Rows from a dataset
--- Start ---
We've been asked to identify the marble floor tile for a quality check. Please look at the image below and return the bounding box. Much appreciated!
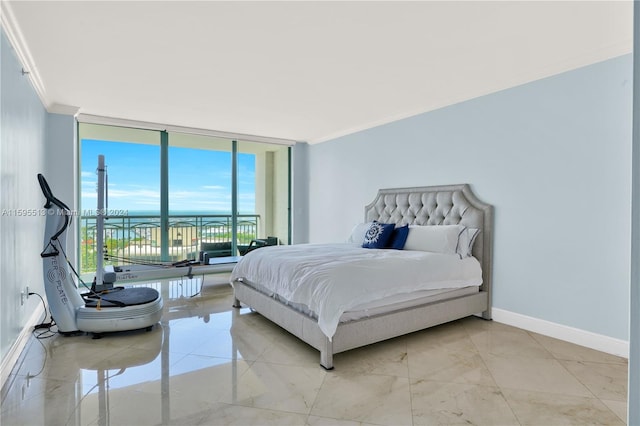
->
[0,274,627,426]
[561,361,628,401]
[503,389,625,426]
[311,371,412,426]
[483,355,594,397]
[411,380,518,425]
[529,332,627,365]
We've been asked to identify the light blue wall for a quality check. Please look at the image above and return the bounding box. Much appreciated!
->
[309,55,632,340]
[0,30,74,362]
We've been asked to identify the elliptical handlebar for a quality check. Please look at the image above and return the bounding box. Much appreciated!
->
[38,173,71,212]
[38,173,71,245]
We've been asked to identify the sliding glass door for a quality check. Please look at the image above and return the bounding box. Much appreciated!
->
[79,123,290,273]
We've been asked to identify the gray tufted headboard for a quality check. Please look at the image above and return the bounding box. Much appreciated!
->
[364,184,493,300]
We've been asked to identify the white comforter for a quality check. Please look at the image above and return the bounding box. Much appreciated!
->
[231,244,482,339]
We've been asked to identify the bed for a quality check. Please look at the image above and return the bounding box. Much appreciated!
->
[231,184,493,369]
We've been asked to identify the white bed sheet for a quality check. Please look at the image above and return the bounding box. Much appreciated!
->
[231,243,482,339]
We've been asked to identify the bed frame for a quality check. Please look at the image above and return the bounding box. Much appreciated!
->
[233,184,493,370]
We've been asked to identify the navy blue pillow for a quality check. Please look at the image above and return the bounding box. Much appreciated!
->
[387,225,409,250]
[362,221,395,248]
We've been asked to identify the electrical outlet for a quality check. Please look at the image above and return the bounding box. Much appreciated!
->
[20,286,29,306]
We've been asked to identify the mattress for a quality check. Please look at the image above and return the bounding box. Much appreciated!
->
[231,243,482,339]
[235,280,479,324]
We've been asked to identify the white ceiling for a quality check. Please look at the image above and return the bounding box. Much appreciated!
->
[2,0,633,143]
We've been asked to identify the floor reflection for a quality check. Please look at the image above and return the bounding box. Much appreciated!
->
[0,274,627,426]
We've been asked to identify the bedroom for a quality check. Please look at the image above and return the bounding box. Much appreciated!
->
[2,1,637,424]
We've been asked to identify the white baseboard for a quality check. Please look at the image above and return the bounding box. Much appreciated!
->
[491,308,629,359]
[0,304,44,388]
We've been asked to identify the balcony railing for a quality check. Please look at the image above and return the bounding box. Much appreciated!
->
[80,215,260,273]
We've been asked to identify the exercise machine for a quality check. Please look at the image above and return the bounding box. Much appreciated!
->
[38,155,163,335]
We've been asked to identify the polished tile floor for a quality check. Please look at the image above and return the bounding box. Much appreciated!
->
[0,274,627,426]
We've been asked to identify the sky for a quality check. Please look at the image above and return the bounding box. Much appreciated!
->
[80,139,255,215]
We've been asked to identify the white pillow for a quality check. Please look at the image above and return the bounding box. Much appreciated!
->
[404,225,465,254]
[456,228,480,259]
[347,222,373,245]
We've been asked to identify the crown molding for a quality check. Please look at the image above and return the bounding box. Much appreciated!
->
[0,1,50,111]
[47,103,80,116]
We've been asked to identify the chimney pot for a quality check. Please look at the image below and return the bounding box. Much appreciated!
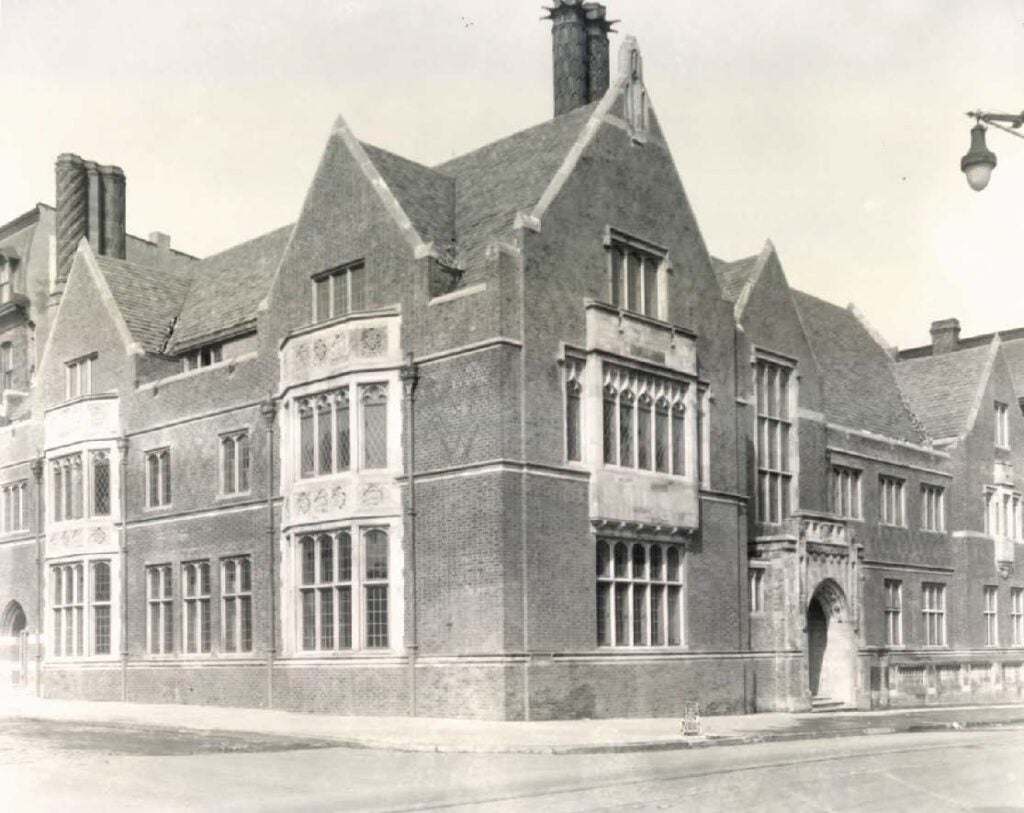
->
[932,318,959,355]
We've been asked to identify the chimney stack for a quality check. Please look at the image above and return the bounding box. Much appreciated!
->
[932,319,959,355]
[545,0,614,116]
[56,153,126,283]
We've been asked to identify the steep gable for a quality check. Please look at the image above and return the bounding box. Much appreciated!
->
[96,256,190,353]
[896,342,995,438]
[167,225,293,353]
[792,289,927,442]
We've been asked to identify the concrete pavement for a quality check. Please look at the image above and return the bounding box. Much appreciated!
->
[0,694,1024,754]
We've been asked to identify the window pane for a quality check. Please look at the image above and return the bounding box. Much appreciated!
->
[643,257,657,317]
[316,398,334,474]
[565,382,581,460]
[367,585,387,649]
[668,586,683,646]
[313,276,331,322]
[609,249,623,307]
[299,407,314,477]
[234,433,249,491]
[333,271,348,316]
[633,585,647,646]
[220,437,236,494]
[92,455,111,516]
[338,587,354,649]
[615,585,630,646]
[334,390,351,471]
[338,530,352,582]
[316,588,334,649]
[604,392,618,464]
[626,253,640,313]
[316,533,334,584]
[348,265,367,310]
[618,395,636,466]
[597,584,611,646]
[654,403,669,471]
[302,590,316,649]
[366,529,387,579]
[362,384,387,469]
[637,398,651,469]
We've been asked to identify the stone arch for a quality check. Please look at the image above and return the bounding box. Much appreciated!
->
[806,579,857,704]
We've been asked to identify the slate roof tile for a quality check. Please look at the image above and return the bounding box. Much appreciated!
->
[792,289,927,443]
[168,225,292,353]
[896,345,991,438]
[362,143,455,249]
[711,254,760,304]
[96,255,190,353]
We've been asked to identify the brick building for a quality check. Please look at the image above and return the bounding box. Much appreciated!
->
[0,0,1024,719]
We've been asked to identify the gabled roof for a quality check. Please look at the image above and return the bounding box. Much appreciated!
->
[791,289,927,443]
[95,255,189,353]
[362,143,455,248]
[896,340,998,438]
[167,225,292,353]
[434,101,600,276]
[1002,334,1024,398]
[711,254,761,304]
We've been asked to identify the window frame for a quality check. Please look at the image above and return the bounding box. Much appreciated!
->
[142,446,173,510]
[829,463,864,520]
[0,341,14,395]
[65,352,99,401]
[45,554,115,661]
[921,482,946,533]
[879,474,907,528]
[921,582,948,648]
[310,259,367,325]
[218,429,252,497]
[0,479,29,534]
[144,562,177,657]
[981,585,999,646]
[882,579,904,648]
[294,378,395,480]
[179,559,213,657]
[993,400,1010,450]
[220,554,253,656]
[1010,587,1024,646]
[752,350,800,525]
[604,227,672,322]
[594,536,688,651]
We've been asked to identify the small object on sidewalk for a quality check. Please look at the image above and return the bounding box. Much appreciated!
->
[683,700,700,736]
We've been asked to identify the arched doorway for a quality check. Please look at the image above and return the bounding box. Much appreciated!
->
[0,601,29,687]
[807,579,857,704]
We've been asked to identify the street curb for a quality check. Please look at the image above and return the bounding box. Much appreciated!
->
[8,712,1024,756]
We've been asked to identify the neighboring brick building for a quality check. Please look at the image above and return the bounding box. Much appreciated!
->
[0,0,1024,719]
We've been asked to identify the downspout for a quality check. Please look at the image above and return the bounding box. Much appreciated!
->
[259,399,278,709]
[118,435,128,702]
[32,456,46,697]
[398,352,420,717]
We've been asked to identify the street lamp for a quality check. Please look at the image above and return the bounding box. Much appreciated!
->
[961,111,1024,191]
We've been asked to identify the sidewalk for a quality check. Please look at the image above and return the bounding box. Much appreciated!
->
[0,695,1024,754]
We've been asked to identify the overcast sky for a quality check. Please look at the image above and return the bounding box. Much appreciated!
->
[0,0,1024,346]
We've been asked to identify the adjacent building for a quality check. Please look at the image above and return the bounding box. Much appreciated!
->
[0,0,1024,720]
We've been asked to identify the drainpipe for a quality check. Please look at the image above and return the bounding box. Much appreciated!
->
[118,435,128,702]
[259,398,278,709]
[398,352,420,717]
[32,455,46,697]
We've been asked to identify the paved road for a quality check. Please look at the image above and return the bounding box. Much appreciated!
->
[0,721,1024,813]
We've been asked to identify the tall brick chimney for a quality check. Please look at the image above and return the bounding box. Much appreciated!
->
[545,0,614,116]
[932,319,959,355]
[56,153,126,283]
--- End ---
--- Start ---
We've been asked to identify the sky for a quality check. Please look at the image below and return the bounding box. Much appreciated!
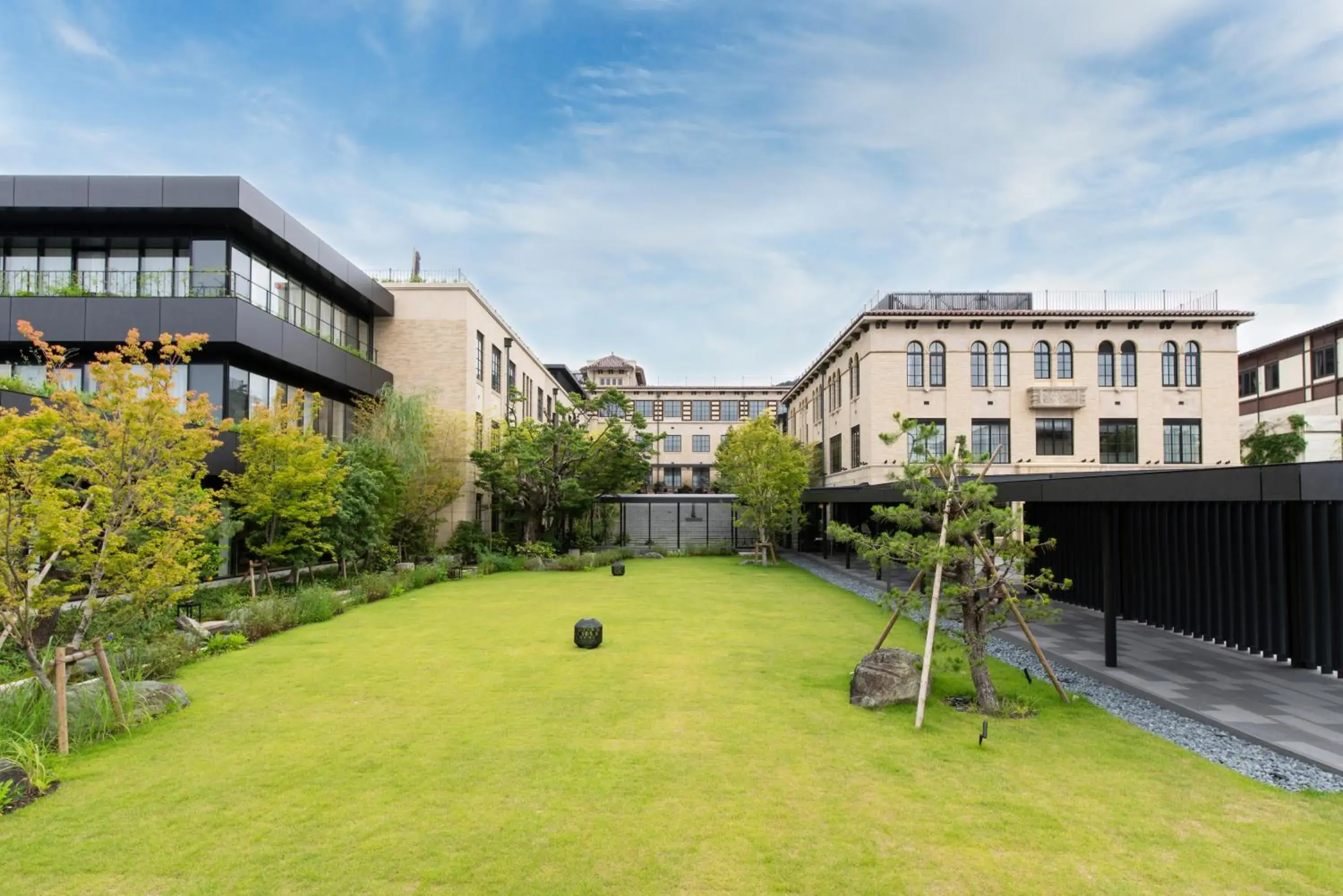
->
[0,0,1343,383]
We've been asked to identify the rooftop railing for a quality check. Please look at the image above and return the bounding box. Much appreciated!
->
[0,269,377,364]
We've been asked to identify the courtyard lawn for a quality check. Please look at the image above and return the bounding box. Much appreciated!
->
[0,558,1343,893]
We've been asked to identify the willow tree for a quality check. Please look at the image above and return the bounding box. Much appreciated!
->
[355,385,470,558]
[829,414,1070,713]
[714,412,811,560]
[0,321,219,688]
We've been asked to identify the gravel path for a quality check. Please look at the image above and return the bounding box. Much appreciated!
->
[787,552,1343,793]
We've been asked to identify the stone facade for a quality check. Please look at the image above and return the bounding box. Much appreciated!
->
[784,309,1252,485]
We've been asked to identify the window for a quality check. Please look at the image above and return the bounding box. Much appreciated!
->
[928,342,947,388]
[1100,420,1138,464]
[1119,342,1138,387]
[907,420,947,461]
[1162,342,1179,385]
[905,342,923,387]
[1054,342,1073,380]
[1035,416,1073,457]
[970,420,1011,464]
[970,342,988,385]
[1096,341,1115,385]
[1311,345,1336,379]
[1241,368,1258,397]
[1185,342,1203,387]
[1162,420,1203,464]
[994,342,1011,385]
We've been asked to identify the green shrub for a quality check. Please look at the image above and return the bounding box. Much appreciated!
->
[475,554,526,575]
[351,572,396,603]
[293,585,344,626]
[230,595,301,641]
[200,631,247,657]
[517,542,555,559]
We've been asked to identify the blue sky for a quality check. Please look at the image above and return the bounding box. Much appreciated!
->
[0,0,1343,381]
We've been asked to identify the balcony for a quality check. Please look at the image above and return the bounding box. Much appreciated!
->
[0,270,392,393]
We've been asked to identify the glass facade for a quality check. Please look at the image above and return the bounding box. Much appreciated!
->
--- End ---
## What you should do
How many lines in the material above contain the word "sidewalk"? Reply with the number alone.

## Task solution
2